Below are the records. Restate word for word every line from the one that contains "Note: the class marks the nose" through the final line, both included.

> [Labeled-object pointing entries]:

--- start ---

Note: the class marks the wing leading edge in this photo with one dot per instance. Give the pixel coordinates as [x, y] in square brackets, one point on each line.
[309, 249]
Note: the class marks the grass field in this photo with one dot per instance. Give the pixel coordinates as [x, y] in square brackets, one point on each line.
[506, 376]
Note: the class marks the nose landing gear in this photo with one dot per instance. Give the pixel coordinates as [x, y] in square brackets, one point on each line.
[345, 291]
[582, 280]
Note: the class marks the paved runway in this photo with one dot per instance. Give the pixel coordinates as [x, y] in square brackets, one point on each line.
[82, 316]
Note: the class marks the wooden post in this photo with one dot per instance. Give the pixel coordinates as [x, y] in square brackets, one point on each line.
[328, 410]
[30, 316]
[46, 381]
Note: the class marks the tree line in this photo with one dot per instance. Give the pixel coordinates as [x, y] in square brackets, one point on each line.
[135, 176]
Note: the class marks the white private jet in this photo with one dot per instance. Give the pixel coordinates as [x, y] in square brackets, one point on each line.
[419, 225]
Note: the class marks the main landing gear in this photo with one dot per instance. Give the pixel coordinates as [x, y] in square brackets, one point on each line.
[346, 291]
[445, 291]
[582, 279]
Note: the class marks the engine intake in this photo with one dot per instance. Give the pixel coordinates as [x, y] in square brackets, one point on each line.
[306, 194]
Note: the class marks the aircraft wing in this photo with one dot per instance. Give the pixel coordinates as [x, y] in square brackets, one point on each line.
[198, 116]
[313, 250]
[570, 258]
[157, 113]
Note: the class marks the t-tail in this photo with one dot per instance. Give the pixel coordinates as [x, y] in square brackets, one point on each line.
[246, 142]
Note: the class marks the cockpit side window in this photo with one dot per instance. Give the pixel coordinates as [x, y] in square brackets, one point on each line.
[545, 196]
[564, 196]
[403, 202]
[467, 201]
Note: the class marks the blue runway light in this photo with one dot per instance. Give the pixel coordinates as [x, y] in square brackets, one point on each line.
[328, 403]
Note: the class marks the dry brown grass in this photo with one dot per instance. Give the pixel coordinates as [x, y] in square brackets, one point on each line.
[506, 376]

--- end ---

> [EXPECTED ANSWER]:
Note: the class marks the nose landing gear in this photo with one dot per instance. Give the pixel coordinates as [x, y] in square brackets, one point on each line.
[345, 291]
[582, 280]
Note: the class marks the paved runway in this photo with one dot per instance. Give the pixel coordinates as [x, y] in square brackets, one point on each line.
[82, 316]
Note: the class marks the wooden post in this photo with one dot per instance. Give the pixel coordinates as [x, y] in square brackets, one point on each line.
[328, 410]
[30, 316]
[46, 381]
Note: the class marks the tree line in this photo with one dot per instance. Give the pixel coordinates as [x, y] in square brackets, one point on each line.
[135, 176]
Note: the class marks the white private jet in this photo with one dot per instance. Give the pixel coordinates as [x, y] in square brackets, one point on each line.
[419, 225]
Note: the class marks the main landing gear in this photo with one dot per instance. Give the pixel coordinates as [x, y] in square brackets, one point on each line.
[346, 291]
[445, 291]
[582, 279]
Note: the class marks the engine intake in this photo with one dot per instance. Give the pixel coordinates as [x, y] in square brackets, one point on each line.
[306, 194]
Note: the class marks the aircraft wing in this photo with one dot per instance. Give the pixel coordinates as [x, y] in square brackets, one point on each line.
[198, 116]
[313, 250]
[570, 258]
[157, 113]
Note: the class marks the t-tail in this photo with one dot per instance. Give the pixel coordinates as [x, y] in square brackets, one point on each line.
[246, 142]
Note: the class marks the cockpit side window in this photo with one dot per instance. Give the pixel coordinates as [x, y] in square brackets, one point on each line.
[545, 196]
[564, 196]
[403, 202]
[467, 201]
Note: the class marks the blue runway light in this photo with one dot per instance. Give the pixel coordinates as [x, y] in square brackets, one point on each line.
[328, 403]
Note: the class marks the dry brown grass in this photo with one dot per instance. Give the pixel coordinates as [x, y] in square brackets, one point on each line.
[506, 376]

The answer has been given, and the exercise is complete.